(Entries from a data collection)
-=-=-=-=-

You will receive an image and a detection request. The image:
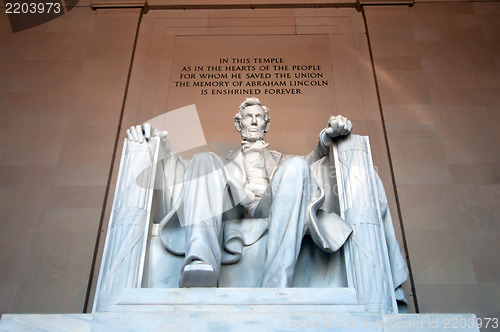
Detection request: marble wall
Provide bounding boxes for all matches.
[365,2,500,324]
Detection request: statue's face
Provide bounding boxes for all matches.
[241,105,266,142]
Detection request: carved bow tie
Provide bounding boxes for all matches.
[241,140,269,152]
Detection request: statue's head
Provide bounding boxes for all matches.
[234,97,271,142]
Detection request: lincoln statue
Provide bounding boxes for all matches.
[127,98,352,287]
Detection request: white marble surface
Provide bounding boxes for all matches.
[0,312,479,332]
[0,314,92,332]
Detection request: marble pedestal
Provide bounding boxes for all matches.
[0,288,479,332]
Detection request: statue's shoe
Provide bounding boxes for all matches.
[179,261,218,287]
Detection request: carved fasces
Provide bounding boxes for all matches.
[93,137,159,311]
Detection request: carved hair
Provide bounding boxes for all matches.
[234,97,271,133]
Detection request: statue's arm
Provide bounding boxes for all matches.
[305,115,352,164]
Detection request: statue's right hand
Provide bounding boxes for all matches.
[127,122,168,143]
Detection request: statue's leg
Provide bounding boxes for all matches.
[179,152,229,287]
[261,157,317,287]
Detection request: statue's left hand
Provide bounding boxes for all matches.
[325,115,352,138]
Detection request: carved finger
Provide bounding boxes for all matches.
[127,129,134,142]
[135,126,144,143]
[346,120,352,135]
[160,130,168,139]
[130,126,139,142]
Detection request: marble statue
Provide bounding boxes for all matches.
[94,98,408,313]
[127,98,352,287]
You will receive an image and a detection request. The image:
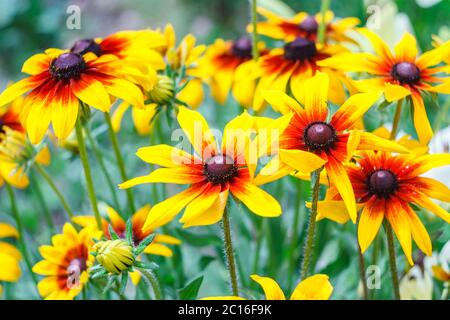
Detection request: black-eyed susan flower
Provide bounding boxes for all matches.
[206,274,333,300]
[248,7,360,43]
[0,126,50,189]
[119,107,281,232]
[318,151,450,264]
[0,223,22,296]
[248,37,353,111]
[255,72,407,222]
[73,205,181,257]
[0,49,144,144]
[318,28,450,144]
[33,223,100,300]
[200,37,267,107]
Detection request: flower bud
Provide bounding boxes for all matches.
[94,239,134,274]
[147,75,175,105]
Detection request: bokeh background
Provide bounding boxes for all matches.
[0,0,450,299]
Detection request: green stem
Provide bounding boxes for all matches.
[5,183,38,286]
[250,0,259,61]
[84,127,120,209]
[300,168,322,280]
[288,179,304,289]
[384,223,400,300]
[30,171,55,235]
[75,118,103,230]
[356,217,369,300]
[389,99,403,140]
[139,268,162,300]
[317,0,330,44]
[104,112,136,215]
[222,207,239,296]
[34,162,74,220]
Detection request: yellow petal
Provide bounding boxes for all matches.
[290,274,333,300]
[250,274,286,300]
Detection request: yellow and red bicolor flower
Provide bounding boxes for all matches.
[255,72,408,222]
[318,151,450,265]
[248,38,353,111]
[163,24,206,109]
[204,274,333,300]
[200,37,267,107]
[0,223,22,296]
[119,107,281,232]
[73,205,181,257]
[318,28,450,144]
[33,223,101,300]
[70,29,166,72]
[0,123,50,189]
[247,7,360,43]
[0,49,144,144]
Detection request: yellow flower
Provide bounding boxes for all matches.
[33,223,100,300]
[0,49,147,144]
[247,7,360,43]
[200,37,267,107]
[318,151,450,265]
[93,239,134,274]
[255,72,408,222]
[206,274,333,300]
[119,107,281,232]
[0,223,22,296]
[73,205,181,257]
[318,28,450,144]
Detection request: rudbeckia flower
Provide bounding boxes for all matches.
[0,49,144,144]
[318,28,450,144]
[207,274,333,300]
[0,223,22,295]
[73,205,181,257]
[250,37,353,111]
[318,151,450,265]
[247,7,360,43]
[163,24,206,109]
[119,107,281,232]
[33,223,100,300]
[200,37,267,107]
[255,72,408,222]
[0,126,50,189]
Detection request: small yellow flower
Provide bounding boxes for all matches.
[93,239,134,274]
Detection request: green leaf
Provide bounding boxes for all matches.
[135,233,155,256]
[178,276,203,300]
[126,219,133,245]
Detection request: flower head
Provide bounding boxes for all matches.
[119,107,281,232]
[318,28,450,144]
[255,72,407,222]
[33,223,99,300]
[318,151,450,264]
[248,7,360,43]
[0,49,144,144]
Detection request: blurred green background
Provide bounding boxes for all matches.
[0,0,450,299]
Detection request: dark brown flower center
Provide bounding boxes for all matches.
[303,122,336,151]
[391,62,420,84]
[69,258,87,272]
[231,37,252,58]
[50,53,86,80]
[70,39,102,57]
[298,16,319,34]
[284,38,317,60]
[367,169,397,198]
[204,154,237,184]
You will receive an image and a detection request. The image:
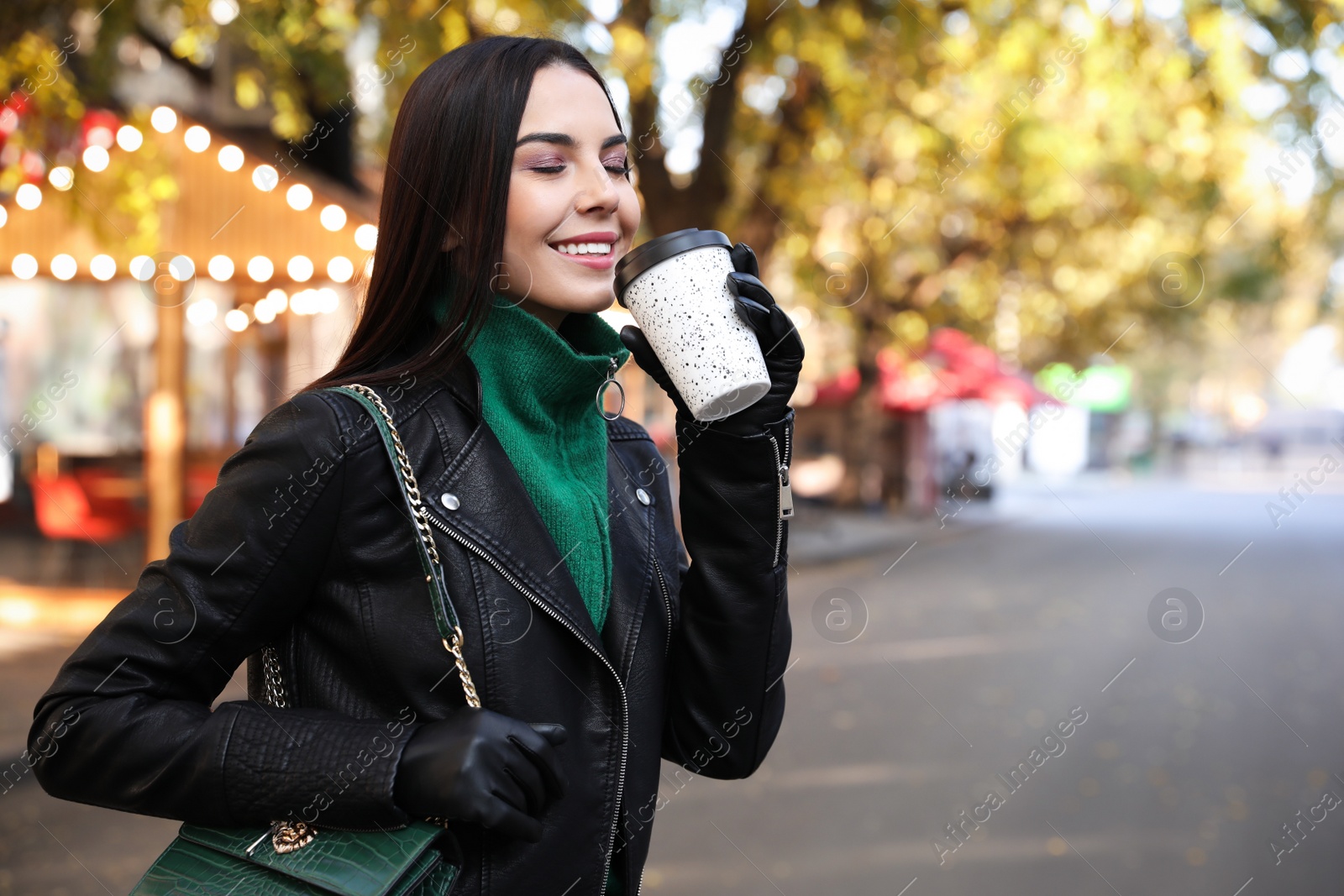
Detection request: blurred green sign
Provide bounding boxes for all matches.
[1037,363,1134,414]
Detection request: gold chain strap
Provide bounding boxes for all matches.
[341,385,481,710]
[247,385,481,853]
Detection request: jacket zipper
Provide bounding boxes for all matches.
[428,513,630,881]
[770,426,793,565]
[654,558,672,658]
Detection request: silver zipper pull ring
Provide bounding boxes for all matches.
[596,354,625,421]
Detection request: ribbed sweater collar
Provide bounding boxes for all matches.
[435,296,630,422]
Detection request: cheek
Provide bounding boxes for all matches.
[504,177,555,253]
[616,183,641,233]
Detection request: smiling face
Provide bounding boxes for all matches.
[496,65,640,327]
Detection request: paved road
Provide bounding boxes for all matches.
[0,475,1344,896]
[647,477,1344,896]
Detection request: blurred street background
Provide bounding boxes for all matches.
[0,0,1344,896]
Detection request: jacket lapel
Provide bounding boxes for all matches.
[602,440,654,681]
[379,358,654,668]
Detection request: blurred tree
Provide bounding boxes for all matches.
[0,0,1344,501]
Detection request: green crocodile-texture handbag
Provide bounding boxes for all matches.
[130,385,481,896]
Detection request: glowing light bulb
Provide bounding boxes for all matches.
[168,255,197,284]
[51,253,79,280]
[285,255,313,284]
[128,255,155,284]
[181,125,210,152]
[318,203,345,233]
[285,184,313,211]
[354,224,378,253]
[13,184,42,211]
[89,255,117,282]
[9,253,38,280]
[247,255,276,284]
[219,144,244,170]
[117,125,145,152]
[327,255,354,284]
[253,165,280,193]
[150,106,177,134]
[206,255,234,282]
[186,298,219,327]
[83,144,112,170]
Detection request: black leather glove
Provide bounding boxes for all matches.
[621,244,802,435]
[392,706,569,844]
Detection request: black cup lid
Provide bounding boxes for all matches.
[616,227,732,307]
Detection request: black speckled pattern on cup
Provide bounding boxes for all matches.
[623,246,770,422]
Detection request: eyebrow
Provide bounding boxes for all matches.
[513,132,627,149]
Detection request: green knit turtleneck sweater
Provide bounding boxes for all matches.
[435,296,630,631]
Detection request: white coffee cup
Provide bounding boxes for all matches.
[616,227,770,422]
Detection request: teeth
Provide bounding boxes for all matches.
[555,244,612,255]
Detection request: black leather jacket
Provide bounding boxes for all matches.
[29,360,793,896]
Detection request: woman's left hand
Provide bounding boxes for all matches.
[621,244,802,434]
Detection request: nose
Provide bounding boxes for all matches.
[575,161,621,212]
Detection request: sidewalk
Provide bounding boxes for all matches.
[789,504,999,565]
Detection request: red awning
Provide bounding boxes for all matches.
[813,327,1050,412]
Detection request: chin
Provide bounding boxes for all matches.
[551,287,616,314]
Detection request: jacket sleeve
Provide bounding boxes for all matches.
[663,410,793,778]
[29,394,415,831]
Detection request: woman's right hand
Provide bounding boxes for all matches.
[392,706,569,844]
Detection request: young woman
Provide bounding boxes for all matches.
[29,38,802,896]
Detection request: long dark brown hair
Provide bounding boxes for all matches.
[302,36,621,391]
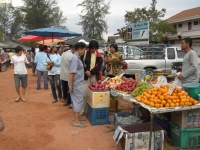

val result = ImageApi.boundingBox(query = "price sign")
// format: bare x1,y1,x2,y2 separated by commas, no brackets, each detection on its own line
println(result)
102,77,110,84
135,73,142,83
118,73,124,79
168,80,178,95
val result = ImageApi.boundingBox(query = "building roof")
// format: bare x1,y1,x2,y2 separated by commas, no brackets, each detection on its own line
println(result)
167,7,200,22
107,36,119,43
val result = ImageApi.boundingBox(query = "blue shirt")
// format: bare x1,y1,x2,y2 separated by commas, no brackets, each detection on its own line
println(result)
34,52,47,71
69,53,84,86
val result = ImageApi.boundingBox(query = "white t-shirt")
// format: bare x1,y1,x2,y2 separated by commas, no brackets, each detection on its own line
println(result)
10,55,27,74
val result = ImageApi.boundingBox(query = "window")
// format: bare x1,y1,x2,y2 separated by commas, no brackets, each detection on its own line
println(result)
167,48,175,59
169,40,175,45
176,50,185,58
174,24,176,29
194,21,199,25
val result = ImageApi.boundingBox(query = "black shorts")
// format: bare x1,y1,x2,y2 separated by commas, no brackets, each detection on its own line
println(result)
14,74,28,88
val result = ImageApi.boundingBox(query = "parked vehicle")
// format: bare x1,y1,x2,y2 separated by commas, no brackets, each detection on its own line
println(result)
122,47,185,79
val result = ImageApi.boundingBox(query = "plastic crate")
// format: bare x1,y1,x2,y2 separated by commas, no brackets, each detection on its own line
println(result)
86,104,109,125
170,122,200,148
114,112,138,128
153,117,170,137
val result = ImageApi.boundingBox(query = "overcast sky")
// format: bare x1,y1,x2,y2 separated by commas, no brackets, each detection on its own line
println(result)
13,0,200,40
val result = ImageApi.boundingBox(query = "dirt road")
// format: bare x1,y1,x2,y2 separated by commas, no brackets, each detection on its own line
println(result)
0,69,122,150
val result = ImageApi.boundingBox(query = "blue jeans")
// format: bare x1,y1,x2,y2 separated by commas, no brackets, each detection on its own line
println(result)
37,70,48,89
61,80,71,104
49,74,62,100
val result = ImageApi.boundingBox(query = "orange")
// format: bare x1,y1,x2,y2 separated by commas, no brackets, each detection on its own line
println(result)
150,102,154,107
175,103,180,106
154,103,160,108
180,102,185,106
161,100,167,105
192,100,198,105
169,103,175,107
165,103,169,107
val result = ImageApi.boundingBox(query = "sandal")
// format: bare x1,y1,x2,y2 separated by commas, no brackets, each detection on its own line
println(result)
52,99,58,103
72,122,86,128
72,117,86,121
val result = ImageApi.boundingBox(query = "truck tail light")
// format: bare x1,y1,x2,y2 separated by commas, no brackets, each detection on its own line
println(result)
123,63,128,69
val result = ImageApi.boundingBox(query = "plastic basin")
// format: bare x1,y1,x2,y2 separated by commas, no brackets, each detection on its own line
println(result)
183,83,200,100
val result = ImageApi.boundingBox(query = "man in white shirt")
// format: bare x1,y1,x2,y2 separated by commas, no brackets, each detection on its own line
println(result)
11,46,28,102
60,46,75,108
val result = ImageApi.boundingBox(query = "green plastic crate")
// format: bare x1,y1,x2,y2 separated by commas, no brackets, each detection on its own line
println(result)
170,122,200,148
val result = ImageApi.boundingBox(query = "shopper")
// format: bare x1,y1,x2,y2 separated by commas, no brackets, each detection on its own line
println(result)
31,47,36,76
104,44,123,77
178,38,199,84
44,43,63,103
34,45,48,90
81,40,103,114
60,46,75,108
69,42,86,127
11,46,28,102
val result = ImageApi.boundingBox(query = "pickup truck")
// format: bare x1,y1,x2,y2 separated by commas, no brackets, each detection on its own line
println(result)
122,47,185,79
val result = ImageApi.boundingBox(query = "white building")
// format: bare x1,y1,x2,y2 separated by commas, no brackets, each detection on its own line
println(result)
167,7,200,54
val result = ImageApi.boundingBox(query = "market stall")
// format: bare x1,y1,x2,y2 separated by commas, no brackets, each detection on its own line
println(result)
85,74,200,149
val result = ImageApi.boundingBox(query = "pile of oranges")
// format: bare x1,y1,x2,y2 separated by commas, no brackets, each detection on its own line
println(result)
136,85,198,108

-=-=-=-=-

--- PROBLEM REQUIREMENTS ---
Lay out the entries as a two-column CSV with the headers entry and answer. Begin with the line that contains "Detection request: eyebrow" and go on through the line that contains "[302,36,621,391]". Use one row per entry, put each field in quotation marks, and replace line breaks with spaces.

--- SOLUTION FOR THIS TASK ---
entry,answer
"Detection request: eyebrow Provide bounding boxes for all matches.","[513,132,627,149]"
"Detection request: green knit turtleneck sweater Provide bounding boxes for all matches.","[435,296,630,631]"
"Detection request: white coffee cup Provide bounding boxes for all matches.","[616,227,770,422]"
"Detection request: teeth Provide bounding boxes for all matches.","[555,244,612,255]"
"Detection request: black leather jacket Provide bounding boxes for all matches.","[29,360,793,896]"
"Detection request: woman's left hand Provide bounding boxes for all matches.","[621,244,802,434]"
"Detection request: nose Provide bounding boxes for all matches.","[575,161,621,212]"
"Detection request: sidewalk Provide bounding boxes for all matches.","[789,504,999,565]"
"Detection request: red awning Provide bounding boxes for all matches.","[813,327,1050,412]"
"Detection request: chin Provide bounding boxes for all matches.","[551,287,616,314]"
"Detection request: jacket sleeve Provide bounding boxes for all matches.","[663,410,793,778] [29,394,415,831]"
"Detection request: woman's right hand Provide bounding boxes for all matches.","[392,706,569,844]"
"Detection request: young woman Provide bounding boxes for all matches.","[29,38,802,896]"
"Detection request: long dark brown hair Provide bounding boxes for all matches.","[302,36,621,391]"